Tasks to complete:
A. In the omniORB post below, set down word for word the passage starting at "[omniORB] Issues with" and ending at "connection is broken?".
B. Take the omniORB post about persistent objects further, picking up right after its last sentence.

Supplied text:
[omniORB] Issues with persistent objects
Duncan Grisby
duncan at grisby.org
Thu Feb 10 17:31:01 GMT 2011
On Mon, 2011-02-07 at 10:26 +0100, Martin B. wrote:
> > That is intentional. What happens is that the client does not notice
> > that the connection has broken until after it has sent its request. You
> > snipped the bit of the omniORB log that shows the exception details but
> > you'll see that it has a completion status of COMPLETION_MAYBE. i.e. the
> > (...)
[...]
> WHY does the client not notice that the connection is broken?
>
> From what I understand, shouldn't the server properly close it's TCP
> connection to the client when it's shutting down. Shouldn't the client
> notice this disconnect?
The way TCP sockets work means that the client doesn't learn about the
disconnect until too late.

Entries:
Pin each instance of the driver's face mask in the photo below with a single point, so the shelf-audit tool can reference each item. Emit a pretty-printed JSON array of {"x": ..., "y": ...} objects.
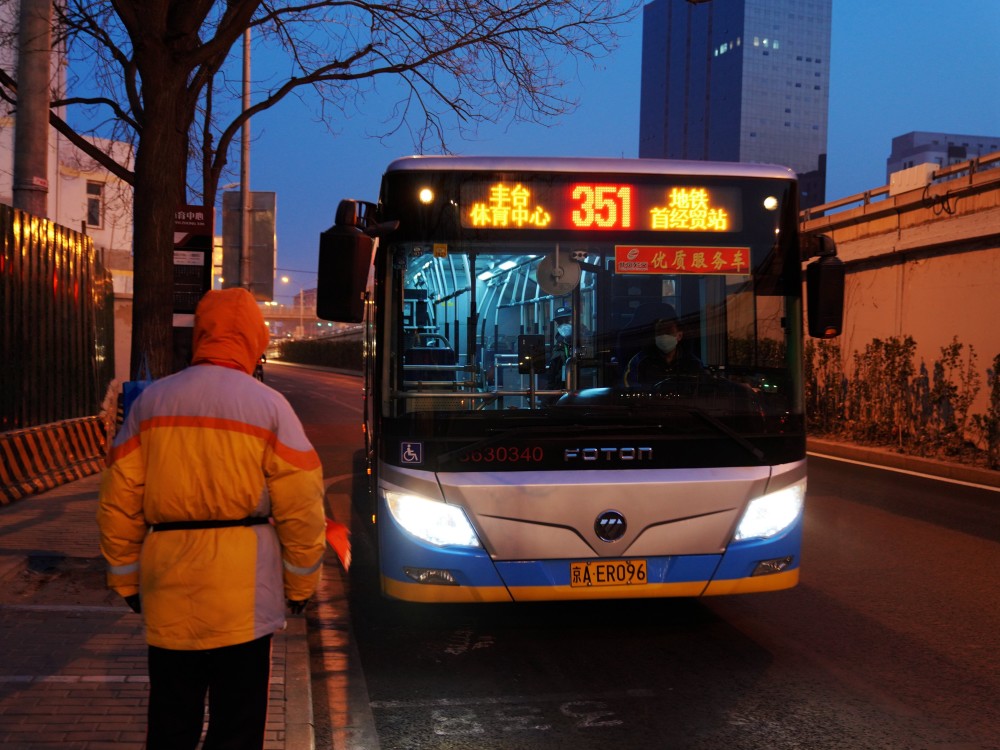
[{"x": 666, "y": 343}]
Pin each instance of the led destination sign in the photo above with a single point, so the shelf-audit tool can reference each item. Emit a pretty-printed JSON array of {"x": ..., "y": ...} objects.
[{"x": 588, "y": 206}]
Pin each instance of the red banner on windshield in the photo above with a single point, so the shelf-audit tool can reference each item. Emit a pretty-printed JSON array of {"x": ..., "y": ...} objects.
[{"x": 640, "y": 259}]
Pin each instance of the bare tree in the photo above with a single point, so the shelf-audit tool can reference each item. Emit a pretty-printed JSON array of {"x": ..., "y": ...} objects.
[{"x": 155, "y": 76}]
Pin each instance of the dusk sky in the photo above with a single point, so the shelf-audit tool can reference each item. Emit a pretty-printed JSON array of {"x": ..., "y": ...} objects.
[{"x": 896, "y": 66}]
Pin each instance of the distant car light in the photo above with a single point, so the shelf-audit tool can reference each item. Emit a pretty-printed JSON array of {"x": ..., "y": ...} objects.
[
  {"x": 432, "y": 521},
  {"x": 771, "y": 514}
]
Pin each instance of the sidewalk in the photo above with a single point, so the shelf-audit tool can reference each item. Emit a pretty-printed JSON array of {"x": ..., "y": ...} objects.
[{"x": 73, "y": 670}]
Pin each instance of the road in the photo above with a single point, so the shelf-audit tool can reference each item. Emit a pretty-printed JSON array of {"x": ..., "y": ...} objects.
[{"x": 891, "y": 640}]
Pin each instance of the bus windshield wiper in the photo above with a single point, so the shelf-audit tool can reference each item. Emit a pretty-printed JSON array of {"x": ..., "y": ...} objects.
[{"x": 727, "y": 431}]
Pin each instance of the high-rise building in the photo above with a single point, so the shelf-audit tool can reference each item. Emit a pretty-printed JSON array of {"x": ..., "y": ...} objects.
[
  {"x": 738, "y": 80},
  {"x": 943, "y": 149}
]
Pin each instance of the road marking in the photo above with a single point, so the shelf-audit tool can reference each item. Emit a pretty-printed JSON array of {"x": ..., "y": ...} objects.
[
  {"x": 120, "y": 609},
  {"x": 503, "y": 700},
  {"x": 904, "y": 471}
]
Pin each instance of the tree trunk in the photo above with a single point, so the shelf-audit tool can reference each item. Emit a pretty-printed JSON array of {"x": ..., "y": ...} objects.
[{"x": 160, "y": 188}]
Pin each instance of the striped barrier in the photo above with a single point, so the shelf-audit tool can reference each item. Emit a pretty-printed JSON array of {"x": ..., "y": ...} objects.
[{"x": 40, "y": 458}]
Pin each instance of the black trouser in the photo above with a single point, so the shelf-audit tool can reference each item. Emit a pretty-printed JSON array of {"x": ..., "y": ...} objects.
[{"x": 236, "y": 680}]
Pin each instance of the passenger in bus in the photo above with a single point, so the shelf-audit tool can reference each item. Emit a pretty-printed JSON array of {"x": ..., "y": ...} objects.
[
  {"x": 562, "y": 347},
  {"x": 663, "y": 356}
]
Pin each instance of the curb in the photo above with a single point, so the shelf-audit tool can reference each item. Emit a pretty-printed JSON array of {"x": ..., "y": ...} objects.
[{"x": 299, "y": 720}]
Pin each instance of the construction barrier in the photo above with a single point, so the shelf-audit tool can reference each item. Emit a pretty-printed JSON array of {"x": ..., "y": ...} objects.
[{"x": 37, "y": 459}]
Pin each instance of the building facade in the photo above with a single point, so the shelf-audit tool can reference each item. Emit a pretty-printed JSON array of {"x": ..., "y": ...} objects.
[
  {"x": 943, "y": 149},
  {"x": 738, "y": 80}
]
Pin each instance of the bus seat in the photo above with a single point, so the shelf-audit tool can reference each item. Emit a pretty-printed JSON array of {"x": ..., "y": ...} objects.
[{"x": 429, "y": 355}]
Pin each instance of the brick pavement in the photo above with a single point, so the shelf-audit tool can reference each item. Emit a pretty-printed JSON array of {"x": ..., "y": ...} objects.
[{"x": 73, "y": 673}]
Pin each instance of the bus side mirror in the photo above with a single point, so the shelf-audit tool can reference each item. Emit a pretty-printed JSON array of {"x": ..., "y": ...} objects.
[
  {"x": 345, "y": 258},
  {"x": 825, "y": 297}
]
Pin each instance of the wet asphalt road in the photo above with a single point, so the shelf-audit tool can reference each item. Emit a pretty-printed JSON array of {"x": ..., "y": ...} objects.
[{"x": 891, "y": 640}]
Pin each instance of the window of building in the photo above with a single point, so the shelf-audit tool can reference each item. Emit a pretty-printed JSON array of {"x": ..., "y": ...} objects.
[{"x": 95, "y": 204}]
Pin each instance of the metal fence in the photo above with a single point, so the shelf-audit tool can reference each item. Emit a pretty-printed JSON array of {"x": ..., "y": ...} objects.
[{"x": 57, "y": 326}]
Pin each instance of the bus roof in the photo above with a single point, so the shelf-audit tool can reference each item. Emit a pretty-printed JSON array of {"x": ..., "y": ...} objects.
[{"x": 588, "y": 164}]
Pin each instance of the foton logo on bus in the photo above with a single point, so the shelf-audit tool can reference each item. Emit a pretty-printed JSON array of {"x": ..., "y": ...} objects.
[
  {"x": 639, "y": 259},
  {"x": 509, "y": 206},
  {"x": 608, "y": 454}
]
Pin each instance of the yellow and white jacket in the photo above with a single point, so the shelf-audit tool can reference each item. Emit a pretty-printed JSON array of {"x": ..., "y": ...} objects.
[{"x": 212, "y": 443}]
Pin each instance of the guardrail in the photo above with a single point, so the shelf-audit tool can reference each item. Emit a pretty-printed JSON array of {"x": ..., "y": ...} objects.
[{"x": 970, "y": 169}]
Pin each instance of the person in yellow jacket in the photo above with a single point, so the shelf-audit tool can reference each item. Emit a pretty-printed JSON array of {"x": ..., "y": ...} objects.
[{"x": 211, "y": 519}]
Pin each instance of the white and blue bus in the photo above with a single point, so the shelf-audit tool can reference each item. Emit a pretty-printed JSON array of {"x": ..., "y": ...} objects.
[{"x": 583, "y": 377}]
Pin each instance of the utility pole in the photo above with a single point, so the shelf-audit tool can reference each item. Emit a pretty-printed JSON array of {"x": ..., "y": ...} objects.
[
  {"x": 31, "y": 126},
  {"x": 246, "y": 277}
]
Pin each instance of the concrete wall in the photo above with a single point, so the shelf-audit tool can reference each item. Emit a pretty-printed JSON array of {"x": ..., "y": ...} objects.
[{"x": 923, "y": 263}]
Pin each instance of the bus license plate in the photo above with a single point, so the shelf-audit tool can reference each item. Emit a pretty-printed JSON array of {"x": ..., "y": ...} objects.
[{"x": 607, "y": 573}]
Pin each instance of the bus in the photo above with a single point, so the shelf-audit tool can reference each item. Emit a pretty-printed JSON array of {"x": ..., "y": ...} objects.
[{"x": 583, "y": 378}]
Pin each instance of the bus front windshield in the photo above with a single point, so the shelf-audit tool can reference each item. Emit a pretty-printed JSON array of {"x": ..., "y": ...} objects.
[{"x": 555, "y": 331}]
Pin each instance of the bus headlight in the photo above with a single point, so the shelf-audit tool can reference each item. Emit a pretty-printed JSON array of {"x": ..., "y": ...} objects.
[
  {"x": 771, "y": 514},
  {"x": 432, "y": 521}
]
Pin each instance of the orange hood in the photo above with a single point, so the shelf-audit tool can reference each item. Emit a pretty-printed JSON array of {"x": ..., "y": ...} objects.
[{"x": 229, "y": 329}]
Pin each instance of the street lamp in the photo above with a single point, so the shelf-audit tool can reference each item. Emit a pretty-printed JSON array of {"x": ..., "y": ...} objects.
[{"x": 301, "y": 330}]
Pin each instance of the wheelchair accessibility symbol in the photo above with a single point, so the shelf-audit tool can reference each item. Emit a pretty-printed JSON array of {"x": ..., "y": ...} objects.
[{"x": 411, "y": 453}]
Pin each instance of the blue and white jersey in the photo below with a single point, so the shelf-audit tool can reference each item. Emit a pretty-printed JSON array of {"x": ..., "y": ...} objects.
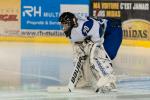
[{"x": 88, "y": 27}]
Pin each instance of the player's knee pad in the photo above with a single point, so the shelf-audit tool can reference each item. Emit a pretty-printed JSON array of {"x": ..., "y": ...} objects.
[{"x": 100, "y": 60}]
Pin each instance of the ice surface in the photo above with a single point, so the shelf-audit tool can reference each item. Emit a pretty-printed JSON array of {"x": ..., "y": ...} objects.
[{"x": 27, "y": 69}]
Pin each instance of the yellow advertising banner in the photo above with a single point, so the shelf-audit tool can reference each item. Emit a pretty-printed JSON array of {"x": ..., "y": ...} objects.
[
  {"x": 9, "y": 17},
  {"x": 10, "y": 26}
]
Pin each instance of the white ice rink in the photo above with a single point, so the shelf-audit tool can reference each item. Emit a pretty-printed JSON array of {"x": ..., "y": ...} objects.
[{"x": 27, "y": 69}]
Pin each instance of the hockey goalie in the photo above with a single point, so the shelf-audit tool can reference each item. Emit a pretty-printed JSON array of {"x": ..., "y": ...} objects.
[{"x": 95, "y": 44}]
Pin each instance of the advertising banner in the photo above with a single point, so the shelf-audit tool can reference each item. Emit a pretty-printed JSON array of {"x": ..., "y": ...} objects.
[
  {"x": 9, "y": 17},
  {"x": 134, "y": 14},
  {"x": 40, "y": 14}
]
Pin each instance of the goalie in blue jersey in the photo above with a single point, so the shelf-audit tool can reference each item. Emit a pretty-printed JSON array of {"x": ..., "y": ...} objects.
[{"x": 95, "y": 44}]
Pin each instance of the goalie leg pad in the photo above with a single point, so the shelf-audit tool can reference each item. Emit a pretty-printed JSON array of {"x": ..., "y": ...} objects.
[{"x": 102, "y": 66}]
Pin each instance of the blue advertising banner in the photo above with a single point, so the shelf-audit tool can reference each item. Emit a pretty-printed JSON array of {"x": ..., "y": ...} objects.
[
  {"x": 43, "y": 14},
  {"x": 40, "y": 14}
]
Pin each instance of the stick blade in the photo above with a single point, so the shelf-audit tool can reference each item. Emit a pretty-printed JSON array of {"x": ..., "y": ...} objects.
[{"x": 57, "y": 89}]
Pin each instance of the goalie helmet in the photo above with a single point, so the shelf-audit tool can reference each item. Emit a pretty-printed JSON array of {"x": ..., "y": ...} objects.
[{"x": 68, "y": 21}]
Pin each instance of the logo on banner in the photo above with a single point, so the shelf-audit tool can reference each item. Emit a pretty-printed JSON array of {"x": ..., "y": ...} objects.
[
  {"x": 32, "y": 11},
  {"x": 136, "y": 29},
  {"x": 37, "y": 15}
]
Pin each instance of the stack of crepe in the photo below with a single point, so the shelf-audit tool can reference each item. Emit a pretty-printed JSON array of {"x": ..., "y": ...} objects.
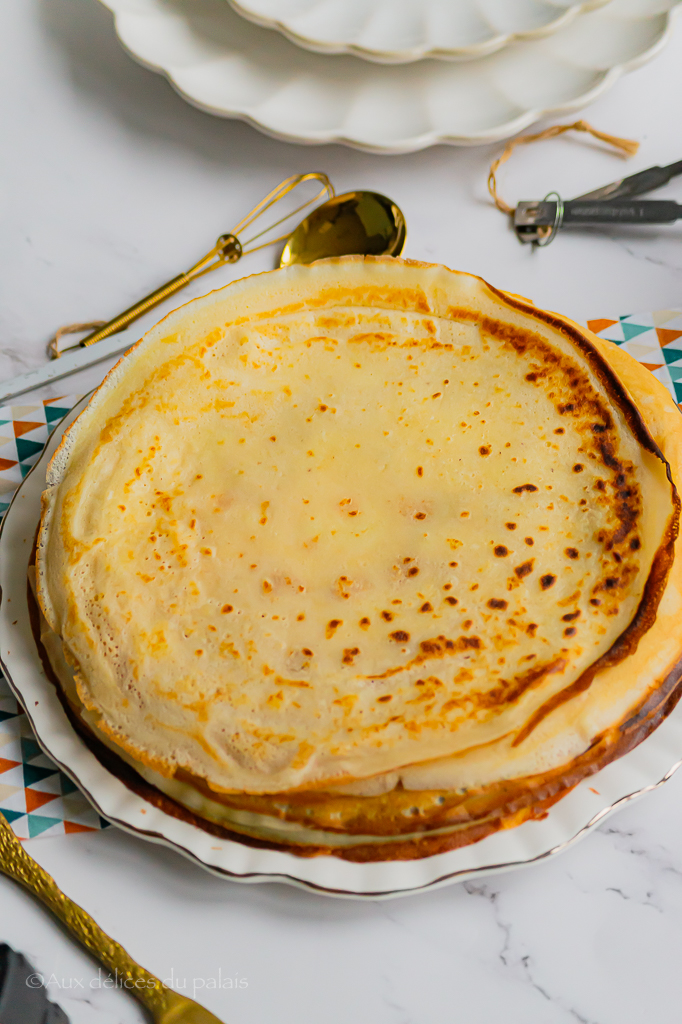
[{"x": 366, "y": 558}]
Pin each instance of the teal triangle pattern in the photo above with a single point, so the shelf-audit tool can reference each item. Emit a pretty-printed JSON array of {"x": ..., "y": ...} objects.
[
  {"x": 39, "y": 823},
  {"x": 12, "y": 815},
  {"x": 631, "y": 331},
  {"x": 53, "y": 414}
]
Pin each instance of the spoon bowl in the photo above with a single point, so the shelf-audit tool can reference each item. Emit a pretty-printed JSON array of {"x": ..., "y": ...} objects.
[{"x": 363, "y": 223}]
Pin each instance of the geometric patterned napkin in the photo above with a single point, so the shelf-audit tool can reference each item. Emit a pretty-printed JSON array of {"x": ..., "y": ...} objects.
[
  {"x": 35, "y": 797},
  {"x": 653, "y": 339}
]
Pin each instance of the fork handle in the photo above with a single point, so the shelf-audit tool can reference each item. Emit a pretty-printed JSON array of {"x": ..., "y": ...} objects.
[{"x": 17, "y": 864}]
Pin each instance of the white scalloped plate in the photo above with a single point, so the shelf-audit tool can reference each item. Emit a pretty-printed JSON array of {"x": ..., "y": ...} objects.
[
  {"x": 401, "y": 31},
  {"x": 643, "y": 769},
  {"x": 229, "y": 67}
]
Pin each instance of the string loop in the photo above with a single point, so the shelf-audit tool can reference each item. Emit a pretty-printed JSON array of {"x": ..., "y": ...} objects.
[{"x": 627, "y": 147}]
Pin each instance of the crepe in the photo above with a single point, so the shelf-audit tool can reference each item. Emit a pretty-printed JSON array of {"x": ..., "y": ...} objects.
[{"x": 365, "y": 553}]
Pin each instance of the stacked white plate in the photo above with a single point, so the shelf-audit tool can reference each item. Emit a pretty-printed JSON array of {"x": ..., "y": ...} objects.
[{"x": 392, "y": 76}]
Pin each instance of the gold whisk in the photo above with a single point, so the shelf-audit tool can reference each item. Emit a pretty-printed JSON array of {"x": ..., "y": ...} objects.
[{"x": 228, "y": 249}]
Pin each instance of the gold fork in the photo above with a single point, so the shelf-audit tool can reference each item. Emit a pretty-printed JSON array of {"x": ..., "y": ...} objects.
[{"x": 163, "y": 1005}]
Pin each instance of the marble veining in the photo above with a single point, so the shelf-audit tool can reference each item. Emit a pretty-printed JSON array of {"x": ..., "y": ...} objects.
[{"x": 117, "y": 186}]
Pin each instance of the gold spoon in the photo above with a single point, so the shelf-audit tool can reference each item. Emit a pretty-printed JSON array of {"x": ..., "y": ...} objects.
[
  {"x": 163, "y": 1005},
  {"x": 356, "y": 223}
]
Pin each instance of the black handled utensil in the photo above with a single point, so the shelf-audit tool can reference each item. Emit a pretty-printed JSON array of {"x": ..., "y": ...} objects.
[
  {"x": 23, "y": 997},
  {"x": 538, "y": 222}
]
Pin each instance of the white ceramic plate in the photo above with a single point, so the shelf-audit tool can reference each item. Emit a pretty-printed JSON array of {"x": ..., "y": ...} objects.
[
  {"x": 229, "y": 67},
  {"x": 647, "y": 766},
  {"x": 401, "y": 31}
]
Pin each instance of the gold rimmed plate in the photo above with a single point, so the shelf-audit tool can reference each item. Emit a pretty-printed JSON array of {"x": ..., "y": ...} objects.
[{"x": 642, "y": 769}]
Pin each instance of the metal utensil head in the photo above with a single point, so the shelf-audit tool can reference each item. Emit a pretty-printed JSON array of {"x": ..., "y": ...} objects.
[{"x": 363, "y": 223}]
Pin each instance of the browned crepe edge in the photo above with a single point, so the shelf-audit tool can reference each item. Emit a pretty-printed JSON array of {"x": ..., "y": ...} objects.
[{"x": 529, "y": 798}]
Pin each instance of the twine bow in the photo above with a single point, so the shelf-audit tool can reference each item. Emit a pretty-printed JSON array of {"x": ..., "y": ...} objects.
[{"x": 627, "y": 147}]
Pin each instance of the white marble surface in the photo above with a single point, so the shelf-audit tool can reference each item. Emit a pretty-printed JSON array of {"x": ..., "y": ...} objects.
[{"x": 110, "y": 184}]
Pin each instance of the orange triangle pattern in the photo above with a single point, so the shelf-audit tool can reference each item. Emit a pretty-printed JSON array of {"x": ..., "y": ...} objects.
[
  {"x": 666, "y": 335},
  {"x": 35, "y": 799},
  {"x": 24, "y": 426},
  {"x": 71, "y": 826},
  {"x": 597, "y": 326}
]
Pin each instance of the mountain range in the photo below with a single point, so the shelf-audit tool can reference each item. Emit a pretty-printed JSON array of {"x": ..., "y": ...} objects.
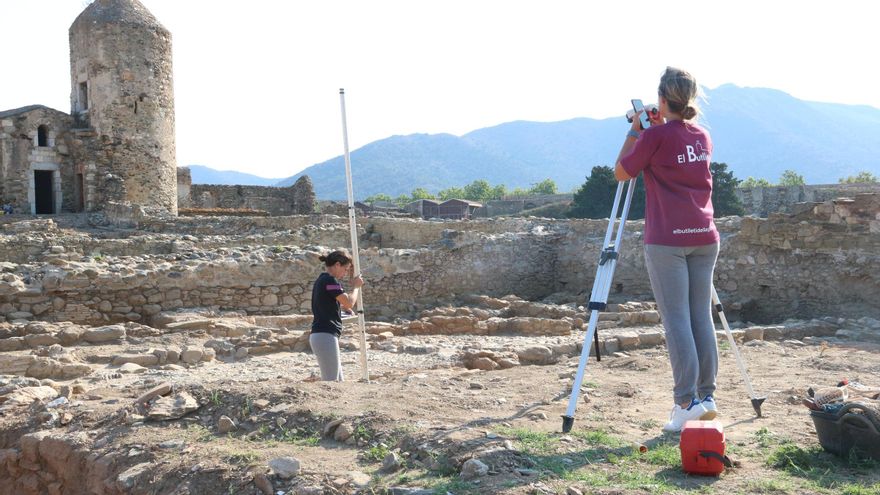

Answers to the problems:
A.
[omniORB] Issues with persistent objects
Duncan Grisby
duncan at grisby.org
Thu Feb 10 17:31:01 GMT 2011
On Mon, 2011-02-07 at 10:26 +0100, Martin B. wrote:
> > That is intentional. What happens is that the client does not notice
> > that the connection has broken until after it has sent its request. You
> > snipped the bit of the omniORB log that shows the exception details but
> > you'll see that it has a completion status of COMPLETION_MAYBE. i.e. the
> > (...)
[...]
> WHY does the client not notice that the connection is broken?

B.
The sequence of steps a client uses to do a call is:
1. find an existing connection to the server, or open a new one
2. perform one or more send() calls to send the request
3. block in recv() waiting for a reply
4. potentially perform more recv() calls to receive all the data
If the server has closed the connection, it is common for the OS to
report success for the send() calls. It is generally only if a large
amount of data must be sent that send() returns an error.
It is thus only when the client has sent the request and blocks in
recv() that recv() returns an error and the client knows the connection
has broken. By that stage it doesn't know whether the server received
the request or not, hence the COMPLETED_MAYBE status and the lack of
automatic retry by default.
In some circumstances, if omniORB did a poll() or select() on the socket
before its send(), it would be able to see the error state. However,
that would still be vulnerable to exactly the same situation some of the
time, and it would slow down all calls, so omniORB doesn't do that.
Cheers,
Duncan.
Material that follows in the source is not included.